• _Your objective_:
Give back all of the data exactly.
--- Data listing Enclosed Below ---
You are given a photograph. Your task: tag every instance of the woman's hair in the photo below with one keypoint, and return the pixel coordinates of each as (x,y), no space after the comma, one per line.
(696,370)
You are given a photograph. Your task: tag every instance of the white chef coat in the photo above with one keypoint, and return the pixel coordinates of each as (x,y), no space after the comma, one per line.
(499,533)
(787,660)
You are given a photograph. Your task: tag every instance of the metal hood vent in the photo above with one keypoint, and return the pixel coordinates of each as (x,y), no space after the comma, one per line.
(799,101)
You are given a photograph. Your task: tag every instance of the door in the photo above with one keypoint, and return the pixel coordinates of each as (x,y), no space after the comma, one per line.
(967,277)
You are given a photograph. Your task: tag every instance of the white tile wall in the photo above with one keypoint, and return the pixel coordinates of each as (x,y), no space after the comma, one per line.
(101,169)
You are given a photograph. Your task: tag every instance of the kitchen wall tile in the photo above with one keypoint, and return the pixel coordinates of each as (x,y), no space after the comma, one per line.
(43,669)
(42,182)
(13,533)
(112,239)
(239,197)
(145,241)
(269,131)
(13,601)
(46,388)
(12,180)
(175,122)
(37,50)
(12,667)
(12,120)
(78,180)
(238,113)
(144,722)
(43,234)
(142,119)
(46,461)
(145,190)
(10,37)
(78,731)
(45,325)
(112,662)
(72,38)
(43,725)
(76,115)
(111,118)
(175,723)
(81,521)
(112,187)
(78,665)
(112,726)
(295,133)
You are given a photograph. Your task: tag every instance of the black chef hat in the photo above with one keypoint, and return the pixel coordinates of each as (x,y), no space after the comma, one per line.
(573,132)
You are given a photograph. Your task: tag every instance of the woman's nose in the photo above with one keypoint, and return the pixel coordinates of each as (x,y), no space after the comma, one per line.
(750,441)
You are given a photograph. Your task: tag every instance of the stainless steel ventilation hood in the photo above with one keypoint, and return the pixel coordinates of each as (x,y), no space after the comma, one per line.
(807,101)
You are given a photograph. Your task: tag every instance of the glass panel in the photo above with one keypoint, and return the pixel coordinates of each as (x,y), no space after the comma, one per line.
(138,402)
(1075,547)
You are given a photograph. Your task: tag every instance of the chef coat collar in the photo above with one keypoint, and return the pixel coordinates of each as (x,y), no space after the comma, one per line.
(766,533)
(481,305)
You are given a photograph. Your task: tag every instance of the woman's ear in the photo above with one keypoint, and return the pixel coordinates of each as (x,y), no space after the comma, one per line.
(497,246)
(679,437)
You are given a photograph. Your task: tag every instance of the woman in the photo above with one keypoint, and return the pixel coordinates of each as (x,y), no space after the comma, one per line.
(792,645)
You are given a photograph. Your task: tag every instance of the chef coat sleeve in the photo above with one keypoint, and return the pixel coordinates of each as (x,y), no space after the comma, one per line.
--- End of Enclosed Data listing ---
• _Result_:
You are given a photograph. Your task: tag every instance of the woman's hair in the photo below with one keypoint, and return the pixel coordinates of each as (x,y), no space after the comma, one per line.
(696,370)
You are given a photograph. Your task: tag every instance of the white chef coat in the photo above with one keypoint, and return the pixel coordinates of each as (x,y), no space after the comma, one per line.
(499,533)
(787,660)
You are given a photograph. Your task: tag every instance of the metal hood vent in the photo above with one keypoint, and return the pixel coordinates of each as (x,y), no space after the comma, one per line.
(799,101)
You are given a photograph. Your task: tag every instance of the door in the photo above with one keypoint, and return the pixel coordinates of each as (x,y), no space after the comma, one per line.
(967,277)
You are given a photograph. Your task: tag every instance of the white tile wall in the photo above with one keypoint, and return the pixel coordinates of each as (x,y), no space after the comma, one per line.
(101,169)
You are given a photograph. Your task: tag every instance of the kitchen wall tile in the photo above with one keypoint, and return the pixel coordinates of each as (x,y), no space after the comma, one per line.
(43,669)
(42,182)
(13,533)
(112,239)
(239,197)
(145,241)
(269,131)
(13,601)
(46,388)
(12,180)
(175,122)
(37,50)
(12,667)
(12,120)
(78,180)
(238,113)
(144,722)
(43,234)
(142,119)
(46,461)
(145,190)
(10,37)
(78,731)
(45,325)
(112,662)
(72,38)
(43,725)
(76,115)
(111,118)
(175,723)
(81,521)
(112,187)
(78,665)
(112,726)
(295,133)
You are given a photograph. Your task: tag every instance of the black chef hat in the photo above with one keypoint, and return the pixel coordinates of each as (x,y), no space after the comma, one per line.
(573,132)
You are given a photograph. Your task: tag every instance of the woman's nose in the photo above with one keypoint, and return the pixel coordinates of each as (x,y), no space after the comma, one per line.
(750,441)
You are given a photograph. Your task: tag every instance of the stainless steel ventilation hood in the photo above with one keypoint, and return the pixel coordinates of each as (x,y), no space after the comma, one per line.
(807,101)
You are given a photograph. Your task: tag every instance of the glass panel in the photo above with one keypoint, and return the pixel coordinates of each as (x,y), no space after the comma, one per line.
(138,402)
(1075,547)
You are given a photograph. Your task: tag every instance of the chef coat collar in the photo above with one keypoint, and return the pixel coordinates of each as (x,y), no space after the comma, one per line.
(766,533)
(481,305)
You are given a photograph. Your task: tag every instance of the woman's ear in the photo above with one keypoint, and return the pixel coordinates of each as (x,y), no space after the comma, one per line.
(497,246)
(679,437)
You are given a photograph. Your task: tag every instance of the woman in the photo above with one keypoint, and return the pixel coordinates of each as (x,y), no space after the comma, one per line.
(792,645)
You are given a photograph. Your task: tag every instance of the chef coat sleeve in the photo above with one keypoint, and return the pixel coordinates of each as (x,y), no space after the comma, one per line.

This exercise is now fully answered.